§ **SUPPLIED TEXT**:
Gorim's attack slams the man to the ground. The two remaining thugs, seeing the odds stacked against them, begin to edge away from Kildrak, keeping him at bay with swings of their clubs.

As the barge swings out further into the river, Josef and Wolmar emerge from belowdecks and make their way down the far side of the _Berebeli_ towards the fires.

[sblock=OOC]
Gorim's attack on #3 is enough to take him down. 

#7 and #8 attack Kildrak, both miss. Shift away from the dwarf.

Next:
Kildrak
Hans
Garold
[/sblock]


----------



## Neurotic (May 12, 2011)

OOC: this is one situation where Word of Binding would be useful


DESTRUCTION: everyone gets +1 to hit beard as long as he's adjacent to Kildrak

Kildrak smiles grimly at the retreat of thugs.

"You just gave your boss to us."

§ **DIRECTION A**:
In the game thread, which two characters emerge from belowdecks as the barge swings out further into the river?
§ **DIRECTION B**:
List every character name that appears under "Next:" in the game thread.
§ **DIRECTION C**:
Carry on the game thread about the fight on the barge, starting after its final line.
The items that come after the game thread play no part in this work.

§ **Records drawn from a collection**:
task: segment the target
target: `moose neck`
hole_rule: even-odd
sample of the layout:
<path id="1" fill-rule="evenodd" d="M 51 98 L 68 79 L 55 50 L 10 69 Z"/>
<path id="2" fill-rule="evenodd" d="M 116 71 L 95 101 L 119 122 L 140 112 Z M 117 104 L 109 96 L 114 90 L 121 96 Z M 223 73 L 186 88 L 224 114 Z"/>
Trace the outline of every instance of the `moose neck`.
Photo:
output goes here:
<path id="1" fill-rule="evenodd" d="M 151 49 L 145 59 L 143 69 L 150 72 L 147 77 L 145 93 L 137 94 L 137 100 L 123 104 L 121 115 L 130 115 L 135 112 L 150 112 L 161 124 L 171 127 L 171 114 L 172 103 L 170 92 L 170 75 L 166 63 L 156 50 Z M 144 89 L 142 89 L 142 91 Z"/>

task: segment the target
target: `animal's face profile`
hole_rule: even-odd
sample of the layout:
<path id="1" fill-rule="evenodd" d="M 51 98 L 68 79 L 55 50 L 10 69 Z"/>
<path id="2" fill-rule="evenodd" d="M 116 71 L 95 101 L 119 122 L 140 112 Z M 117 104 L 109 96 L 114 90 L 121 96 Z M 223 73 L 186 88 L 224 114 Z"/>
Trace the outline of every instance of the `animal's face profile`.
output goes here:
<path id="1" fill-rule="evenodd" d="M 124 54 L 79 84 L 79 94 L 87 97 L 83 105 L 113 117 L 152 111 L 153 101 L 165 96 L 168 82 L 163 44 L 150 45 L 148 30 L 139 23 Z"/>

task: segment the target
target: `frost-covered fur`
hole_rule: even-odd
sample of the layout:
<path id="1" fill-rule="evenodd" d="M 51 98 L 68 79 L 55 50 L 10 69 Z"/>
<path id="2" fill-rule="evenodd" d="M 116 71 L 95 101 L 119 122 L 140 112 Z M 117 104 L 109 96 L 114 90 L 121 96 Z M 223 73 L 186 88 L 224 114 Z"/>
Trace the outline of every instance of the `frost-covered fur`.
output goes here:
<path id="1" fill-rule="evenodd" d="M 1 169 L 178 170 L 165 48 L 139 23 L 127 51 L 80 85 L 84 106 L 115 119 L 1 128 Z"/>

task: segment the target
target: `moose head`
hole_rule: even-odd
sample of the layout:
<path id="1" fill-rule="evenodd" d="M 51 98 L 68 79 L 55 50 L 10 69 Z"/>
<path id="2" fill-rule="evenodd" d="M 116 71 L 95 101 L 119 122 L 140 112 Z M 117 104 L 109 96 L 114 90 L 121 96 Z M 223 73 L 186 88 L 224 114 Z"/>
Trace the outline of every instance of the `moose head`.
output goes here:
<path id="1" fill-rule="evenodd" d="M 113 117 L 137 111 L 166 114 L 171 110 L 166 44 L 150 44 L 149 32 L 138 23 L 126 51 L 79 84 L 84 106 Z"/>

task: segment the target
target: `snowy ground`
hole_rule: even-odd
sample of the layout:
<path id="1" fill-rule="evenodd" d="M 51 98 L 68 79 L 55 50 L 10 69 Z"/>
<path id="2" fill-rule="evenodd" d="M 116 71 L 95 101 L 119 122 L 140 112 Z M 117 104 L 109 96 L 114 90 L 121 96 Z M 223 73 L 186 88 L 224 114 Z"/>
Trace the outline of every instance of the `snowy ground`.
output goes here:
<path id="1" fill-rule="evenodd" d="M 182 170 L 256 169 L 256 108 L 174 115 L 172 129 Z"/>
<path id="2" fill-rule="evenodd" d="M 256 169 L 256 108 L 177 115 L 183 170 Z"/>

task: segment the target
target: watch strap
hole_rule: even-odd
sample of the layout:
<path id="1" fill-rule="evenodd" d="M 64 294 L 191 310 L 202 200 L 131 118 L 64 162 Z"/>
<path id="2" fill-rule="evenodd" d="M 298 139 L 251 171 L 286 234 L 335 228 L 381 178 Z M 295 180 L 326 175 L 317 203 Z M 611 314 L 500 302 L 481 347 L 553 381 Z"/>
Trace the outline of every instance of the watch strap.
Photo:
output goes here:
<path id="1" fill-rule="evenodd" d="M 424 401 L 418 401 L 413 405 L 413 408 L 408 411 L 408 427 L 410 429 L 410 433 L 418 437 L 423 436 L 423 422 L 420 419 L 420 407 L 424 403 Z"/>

§ **TASK RESPONSE A**:
Josef and Wolmar

§ **TASK RESPONSE B**:
Kildrak, Hans, Garold

§ **TASK RESPONSE C**:
He moves to block the retreat of the archer and swings his hammer low to slow him down. He continues swinging, keeping the man off balance so that his companions can hit him more easily.

[sblock=Actions]
Move: to SE of beard avoiding OAs by going a bit around
Standard: Word of Diminishment vs beard AC; damage (1d20+6=11, 1d10+4=9) - Kildrak continues to be most harmless dwarf around
Minor: 
[/sblock]


----------



## Dr Simon (May 13, 2011)

"Stay out of this, dwarf, if you don't want to get hurt," rasps the bearded man in a horase voice. Close up, Kildrak sees that the man has scars around his neck as if from a noose.

OOC:
Next up,
Hans
Garold


----------



## Neurotic (May 13, 2011)

"Don't kill him! We may have a victim and case of mistaken identity here. Hans, try to knock him out! And anyhow, I want to know the story to judge properly." Kildrak's habits show as he was often called as a judge in dwarven communities, being both a priest and a blacksmith.


----------



## Insight (May 13, 2011)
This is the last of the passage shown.